• [DATA FOR PROCESSING]:
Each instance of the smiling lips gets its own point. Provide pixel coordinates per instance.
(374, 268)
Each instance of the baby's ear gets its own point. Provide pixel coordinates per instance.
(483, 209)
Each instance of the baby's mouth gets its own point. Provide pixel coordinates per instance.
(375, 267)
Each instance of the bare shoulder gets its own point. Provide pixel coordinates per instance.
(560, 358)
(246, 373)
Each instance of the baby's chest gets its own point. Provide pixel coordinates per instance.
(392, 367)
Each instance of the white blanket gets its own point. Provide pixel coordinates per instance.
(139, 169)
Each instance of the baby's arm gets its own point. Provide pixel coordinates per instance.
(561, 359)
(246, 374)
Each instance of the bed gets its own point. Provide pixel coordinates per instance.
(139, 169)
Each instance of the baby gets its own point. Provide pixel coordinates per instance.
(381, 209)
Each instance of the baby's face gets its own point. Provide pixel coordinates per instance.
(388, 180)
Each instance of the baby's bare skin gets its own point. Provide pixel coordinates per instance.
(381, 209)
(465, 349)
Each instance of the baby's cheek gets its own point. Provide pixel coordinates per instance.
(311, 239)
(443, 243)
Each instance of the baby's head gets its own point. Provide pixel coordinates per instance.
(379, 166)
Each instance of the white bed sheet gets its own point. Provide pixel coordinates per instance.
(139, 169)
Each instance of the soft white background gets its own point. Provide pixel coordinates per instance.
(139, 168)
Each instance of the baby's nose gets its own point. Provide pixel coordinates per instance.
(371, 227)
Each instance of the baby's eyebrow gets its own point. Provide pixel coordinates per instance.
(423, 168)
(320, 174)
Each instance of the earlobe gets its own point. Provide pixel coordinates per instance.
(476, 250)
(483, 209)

• [EXERCISE REQUIREMENTS]: Lines are to be repeated exactly from the one that contains "Each instance of the baby's ear" through the last line of the listing, with both ends kept and no others added.

• [WRITTEN ANSWER]:
Each instance of the baby's ear gets its own point. Provide pixel coordinates per instance.
(483, 209)
Each instance of the baby's mouth gets its own point. Provide pixel coordinates per instance.
(375, 267)
Each instance of the bare shoulder gets its own point. Provide pixel coordinates per instance.
(560, 358)
(246, 373)
Each instance of the baby's chest gets its own point. Provide pixel coordinates per instance.
(392, 367)
Each instance of the white blanket gets its own point. Provide pixel coordinates per instance.
(139, 169)
Each instance of the baby's arm gets its own point. Provide pixel coordinates per instance.
(561, 359)
(246, 374)
Each instance of the bed gets its own point. Provide pixel coordinates per instance.
(139, 169)
Each instance of the baby gets its own point. Provide pixel coordinates per instance.
(381, 209)
Each instance of the baby's face gets its own point. Provide pixel coordinates per instance.
(388, 180)
Each instance of the baby's bare skin gets its own point. Provide pixel coordinates per instance.
(381, 209)
(465, 349)
Each instance of the baby's cheek gets its own point. Provide pixel coordinates per instance.
(311, 239)
(443, 243)
Each instance of the baby's head gets its own point. Provide pixel coordinates per instance.
(379, 166)
Each instance of the white bed sheet gets its own point. Provide pixel coordinates per instance.
(139, 169)
Each instance of the soft white background gets its own point. Provide pixel coordinates per instance.
(139, 168)
Each instance of the baby's nose gets its own point. Provide pixel coordinates per instance.
(371, 227)
Each instance of the baby's eyebrow gets its own point. Provide pixel coordinates per instance.
(423, 168)
(320, 174)
Each instance of the earlobe gets its own point. Provide pixel coordinates per instance.
(476, 250)
(483, 209)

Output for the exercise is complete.